Schriftliche Aufgaben:
A. Schreibe aus dem Auszug die Stelle von „Da scheint versehentlich“ bis „hier nicht vorliegen.“ genau ab.
B. Nenne alle Namen, unter denen im Auszug Beiträge verfasst wurden.

Auszug:
Weiß jemannt wer hinter dieser komischen Nummer steckt ? 
Und was ist wenn ich bei dieser Nummer abnehmen würde, können da schon Kosten entstehen ?
Hab mal was von Anrufen gehört wo man auch als Angerufener bezahlen muß wenn man abnimmt, oder hab ich mich da verhört ?

Für eine Antwort bedanke ich mich im voraus.

Grüße von Mausi


----------



## Teleton (29 Januar 2010)

*AW: Wer steckt hinter +49004922898480 ?*

Da scheint versehentlich die Vorwahl von Deutschland 2x übertragen worden zu sein: 0049 wobei +49 auch 0049 bedeutet. Die erste Null der Ortvorwahl wird immer abgeschnitten so dass sich die Nummer 0228 98480 aus Bonn ergibt. Das wäre dann der Kundenservice von Kabel Deutschland. Hast Du mit denen was zu tun?



> Hab mal was von Anrufen gehört wo man auch als Angerufener bezahlen muß wenn man abnimmt, oder hab ich mich da verhört ?


Das gibts z.B. als R-Call, da muss aber ein Preishinweis erfolgen. Dürfte hier nicht vorliegen.


----------



## Unregistriert Mausi (29 Januar 2010)

*AW: Wer steckt hinter +49004922898480 ?*

Hallo Teleton

Ja, am 08.01.2010 wurde von KD bei mir Paket Classic installiert, Internet und Telefon.
Aber Telefon hab ich noch nicht dran, da haben die wohl über meine Handynummer angerufen die ich bei der Bestellung angeben mußte.

Wenn ich zurückrufe per SMS muß ich dann eine Null weniger eintippen ?
Kann man die Nummer überhaupt per SMS erreichen ?

(Solange ich nicht an den Ohren opperiert wurde kann ich nur eingeschrängt telefonieren und benutze deshalb meist SMS)

Danke für Deine Antwort

Gruß von Mausi


----------



## Teleton (29 Januar 2010)

*AW: Wer steckt hinter +49004922898480 ?*

Ich habe in meinem Leben noch keine SMS verschickt, daher keine Ahnung.

Bei der Nummer von Kabel Deutschland handelt es sich aber um eine Festnetznummer, da dürfte SMS ohne entsprechende Hardware nicht funzen.


----------



## Unregistriert Mausi (29 Januar 2010)

*AW: Wer steckt hinter +49004922898480 ?*

O.K. Teleton

Und nochmals danke für Deine Antworten.

Gruß von Mausi


----------



## Newty (15 Februar 2010)

*AW: Wer steckt hinter +49004922898480 ?*

Japp, ist ein Computer, der gerne wissen möchte, ob man denn auch zufrieden ist mit dem Anschluss von Kabel Deutschland


----------



## Spacefish (19 März 2010)

*AW: Wer steckt hinter +49004922898480 ?*

Bei mir ruft KD mit dieser Nummer auch 1-2 mal am Tag an, teilweise auch auf dem Handy. Wenn ich nach 2-3mal Klingeln rangehe ist aber keiner mehr dran bzw. legt schnell auf. Ich habe dann heute mal zurückgerufen und es ging ein Computer ran, der sich für meinen Rückruf bedankt und mir die kostenpflichtige Service Nummer (01805) nahelegt...
Also ganz offenbar soll ich zu einem Anruf dort genötigt werden.
Die Anrufe fingen etwa zu der Zeit an, als ich meinen Vertrag bei KD gekündigt habe...
Naja, gut dass die Fritz!Box ne Anrufsperre hat.


----------

Materialien:
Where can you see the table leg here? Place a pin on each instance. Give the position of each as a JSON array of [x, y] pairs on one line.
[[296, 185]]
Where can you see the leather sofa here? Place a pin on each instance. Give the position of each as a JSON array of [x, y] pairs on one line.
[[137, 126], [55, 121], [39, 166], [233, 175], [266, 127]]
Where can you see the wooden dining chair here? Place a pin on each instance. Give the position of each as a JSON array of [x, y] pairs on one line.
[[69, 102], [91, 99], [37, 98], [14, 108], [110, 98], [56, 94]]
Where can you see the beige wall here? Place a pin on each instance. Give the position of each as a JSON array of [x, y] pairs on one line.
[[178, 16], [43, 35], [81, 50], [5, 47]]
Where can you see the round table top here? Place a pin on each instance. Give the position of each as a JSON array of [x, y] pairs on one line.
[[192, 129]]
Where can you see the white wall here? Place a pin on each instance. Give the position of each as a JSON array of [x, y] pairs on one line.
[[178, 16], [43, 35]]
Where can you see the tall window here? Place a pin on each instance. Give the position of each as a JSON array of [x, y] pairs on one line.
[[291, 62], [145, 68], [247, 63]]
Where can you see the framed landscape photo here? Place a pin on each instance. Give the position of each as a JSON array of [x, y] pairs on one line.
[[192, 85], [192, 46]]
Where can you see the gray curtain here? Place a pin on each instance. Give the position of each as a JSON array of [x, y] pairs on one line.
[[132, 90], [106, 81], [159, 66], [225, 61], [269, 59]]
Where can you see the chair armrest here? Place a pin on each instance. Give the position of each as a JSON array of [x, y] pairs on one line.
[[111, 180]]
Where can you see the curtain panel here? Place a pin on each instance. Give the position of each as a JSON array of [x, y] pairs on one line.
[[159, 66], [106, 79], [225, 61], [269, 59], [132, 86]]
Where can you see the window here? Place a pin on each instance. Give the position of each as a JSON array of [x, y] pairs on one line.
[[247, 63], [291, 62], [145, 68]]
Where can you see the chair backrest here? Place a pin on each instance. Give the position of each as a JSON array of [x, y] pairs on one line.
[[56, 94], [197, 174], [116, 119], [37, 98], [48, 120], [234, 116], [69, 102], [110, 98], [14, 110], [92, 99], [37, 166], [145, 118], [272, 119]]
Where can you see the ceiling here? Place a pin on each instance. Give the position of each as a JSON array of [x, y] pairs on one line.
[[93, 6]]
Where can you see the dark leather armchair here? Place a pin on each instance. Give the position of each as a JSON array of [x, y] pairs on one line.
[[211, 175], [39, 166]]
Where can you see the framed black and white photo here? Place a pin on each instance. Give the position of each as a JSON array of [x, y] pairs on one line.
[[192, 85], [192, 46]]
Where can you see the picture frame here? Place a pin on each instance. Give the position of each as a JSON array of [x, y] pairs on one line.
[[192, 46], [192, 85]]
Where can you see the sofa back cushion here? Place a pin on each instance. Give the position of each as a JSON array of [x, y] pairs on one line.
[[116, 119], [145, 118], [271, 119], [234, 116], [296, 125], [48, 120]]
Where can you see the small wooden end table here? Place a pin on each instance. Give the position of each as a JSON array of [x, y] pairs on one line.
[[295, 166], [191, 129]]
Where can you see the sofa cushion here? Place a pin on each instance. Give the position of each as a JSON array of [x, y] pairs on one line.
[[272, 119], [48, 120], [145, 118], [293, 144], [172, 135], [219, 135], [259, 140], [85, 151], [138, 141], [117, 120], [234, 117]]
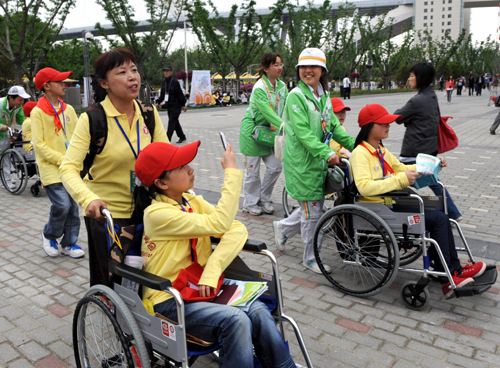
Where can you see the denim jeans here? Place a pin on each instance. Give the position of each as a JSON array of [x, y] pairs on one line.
[[236, 331], [63, 219]]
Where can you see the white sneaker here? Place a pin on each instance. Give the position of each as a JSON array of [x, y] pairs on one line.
[[279, 238], [252, 211], [266, 207], [74, 251], [51, 247], [313, 266]]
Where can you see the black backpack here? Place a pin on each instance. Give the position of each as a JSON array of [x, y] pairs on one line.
[[98, 129]]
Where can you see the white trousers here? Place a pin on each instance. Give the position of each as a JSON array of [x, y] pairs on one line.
[[256, 191], [303, 220]]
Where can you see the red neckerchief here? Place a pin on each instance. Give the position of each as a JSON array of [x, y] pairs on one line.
[[385, 164], [46, 107]]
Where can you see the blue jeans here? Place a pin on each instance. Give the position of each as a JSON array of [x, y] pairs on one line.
[[236, 331], [453, 211], [63, 219]]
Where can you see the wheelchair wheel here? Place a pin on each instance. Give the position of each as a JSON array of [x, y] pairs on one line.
[[18, 179], [129, 328], [412, 298], [360, 249], [99, 340]]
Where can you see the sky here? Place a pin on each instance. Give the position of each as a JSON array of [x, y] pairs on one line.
[[484, 21]]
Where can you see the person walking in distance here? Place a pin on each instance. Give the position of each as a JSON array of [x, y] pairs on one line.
[[347, 87], [172, 98]]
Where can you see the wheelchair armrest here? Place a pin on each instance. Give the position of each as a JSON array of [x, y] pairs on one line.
[[250, 245], [142, 277]]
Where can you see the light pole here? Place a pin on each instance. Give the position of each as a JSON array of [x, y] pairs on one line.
[[86, 36]]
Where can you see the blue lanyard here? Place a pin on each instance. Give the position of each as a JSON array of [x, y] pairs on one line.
[[128, 140], [63, 123]]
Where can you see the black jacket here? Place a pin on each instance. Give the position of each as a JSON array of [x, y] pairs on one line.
[[176, 97], [421, 119]]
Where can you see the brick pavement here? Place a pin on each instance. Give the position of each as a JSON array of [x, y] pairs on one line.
[[38, 294]]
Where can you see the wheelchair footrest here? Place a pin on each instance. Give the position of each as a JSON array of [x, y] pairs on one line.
[[481, 284]]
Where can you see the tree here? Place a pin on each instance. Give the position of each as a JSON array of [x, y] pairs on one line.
[[25, 38], [234, 41], [150, 47]]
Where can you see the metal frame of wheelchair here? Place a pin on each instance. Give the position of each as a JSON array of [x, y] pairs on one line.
[[357, 240], [111, 327], [23, 167]]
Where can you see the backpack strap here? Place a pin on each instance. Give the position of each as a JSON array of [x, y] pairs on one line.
[[98, 130]]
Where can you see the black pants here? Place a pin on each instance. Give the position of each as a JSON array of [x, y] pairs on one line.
[[174, 124], [98, 249]]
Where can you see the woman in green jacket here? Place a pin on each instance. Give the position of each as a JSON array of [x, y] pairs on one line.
[[308, 121], [266, 108]]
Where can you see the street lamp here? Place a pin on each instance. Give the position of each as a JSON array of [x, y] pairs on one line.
[[86, 81]]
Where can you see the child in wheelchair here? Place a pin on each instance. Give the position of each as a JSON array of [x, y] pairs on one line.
[[177, 230], [376, 171]]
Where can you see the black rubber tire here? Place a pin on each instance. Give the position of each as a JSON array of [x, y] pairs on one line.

Lösungen:
A.
Da scheint versehentlich die Vorwahl von Deutschland 2x übertragen worden zu sein: 0049 wobei +49 auch 0049 bedeutet. Die erste Null der Ortvorwahl wird immer abgeschnitten so dass sich die Nummer 0228 98480 aus Bonn ergibt. Das wäre dann der Kundenservice von Kabel Deutschland. Hast Du mit denen was zu tun?



> Hab mal was von Anrufen gehört wo man auch als Angerufener bezahlen muß wenn man abnimmt, oder hab ich mich da verhört ?


Das gibts z.B. als R-Call, da muss aber ein Preishinweis erfolgen. Dürfte hier nicht vorliegen.

B. Mausi, Teleton, Newty, Spacefish